:: WORK ORDER ::
Return, from the listing below, every line that includes "rings".

:: PROVIDED INFORMATION ::
☆ ☆ ☆ ☆ ☆

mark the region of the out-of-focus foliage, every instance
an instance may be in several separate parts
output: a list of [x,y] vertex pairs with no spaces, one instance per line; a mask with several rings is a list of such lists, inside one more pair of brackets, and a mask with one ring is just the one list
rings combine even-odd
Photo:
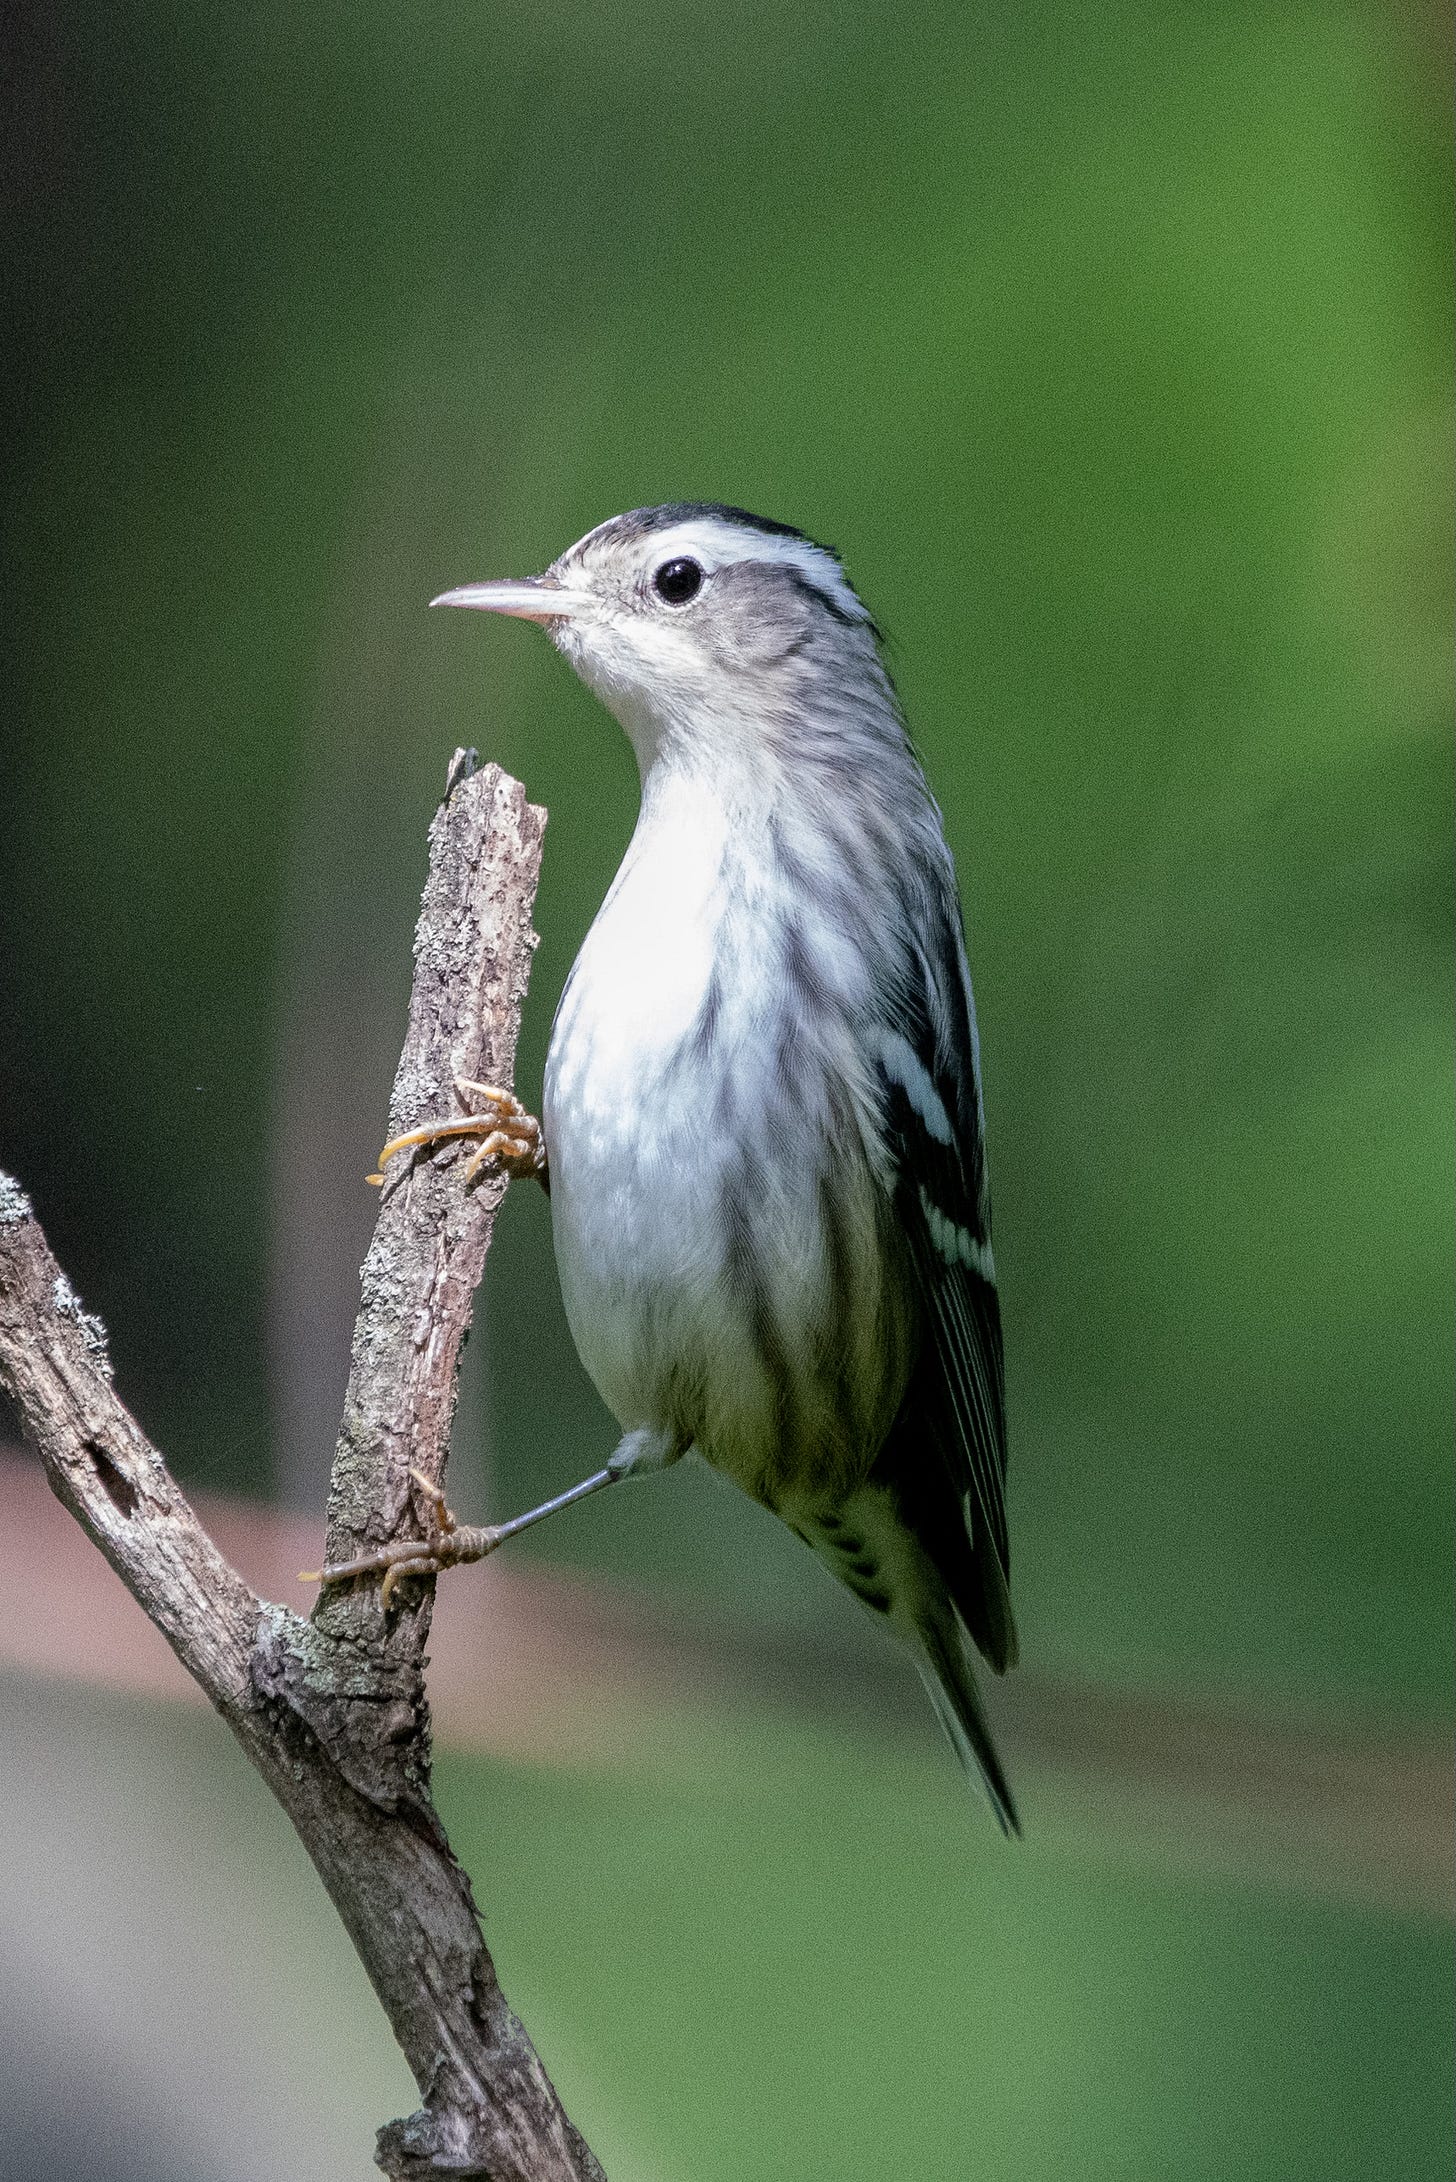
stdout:
[[[268,1489],[280,1055],[368,1078],[362,1175],[452,745],[551,808],[528,1090],[631,824],[620,737],[534,632],[423,602],[727,498],[845,551],[960,859],[1030,1655],[1442,1703],[1436,30],[17,26],[0,1151],[179,1464]],[[320,1247],[357,1262],[368,1211],[323,1204]],[[609,1431],[545,1217],[513,1202],[492,1260],[501,1513]],[[682,1479],[532,1550],[821,1604]]]
[[1139,1868],[1054,1804],[986,1855],[959,1789],[759,1722],[569,1789],[451,1762],[502,1976],[609,2173],[1436,2182],[1442,1927]]
[[[928,1735],[613,1727],[438,1781],[612,2182],[1449,2173],[1443,1923],[1057,1795],[1013,1851]],[[7,2182],[357,2182],[404,2065],[221,1724],[0,1677],[0,1732]]]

☆ ☆ ☆ ☆ ☆

:: WRITTEN REPLY ::
output: a list of [x,y] vertex pairs with no spaces, one instance per line; a mask with several rings is a list of such lists, inside one more pair of brackets, and a mask with one ring is just the one list
rings combine even-odd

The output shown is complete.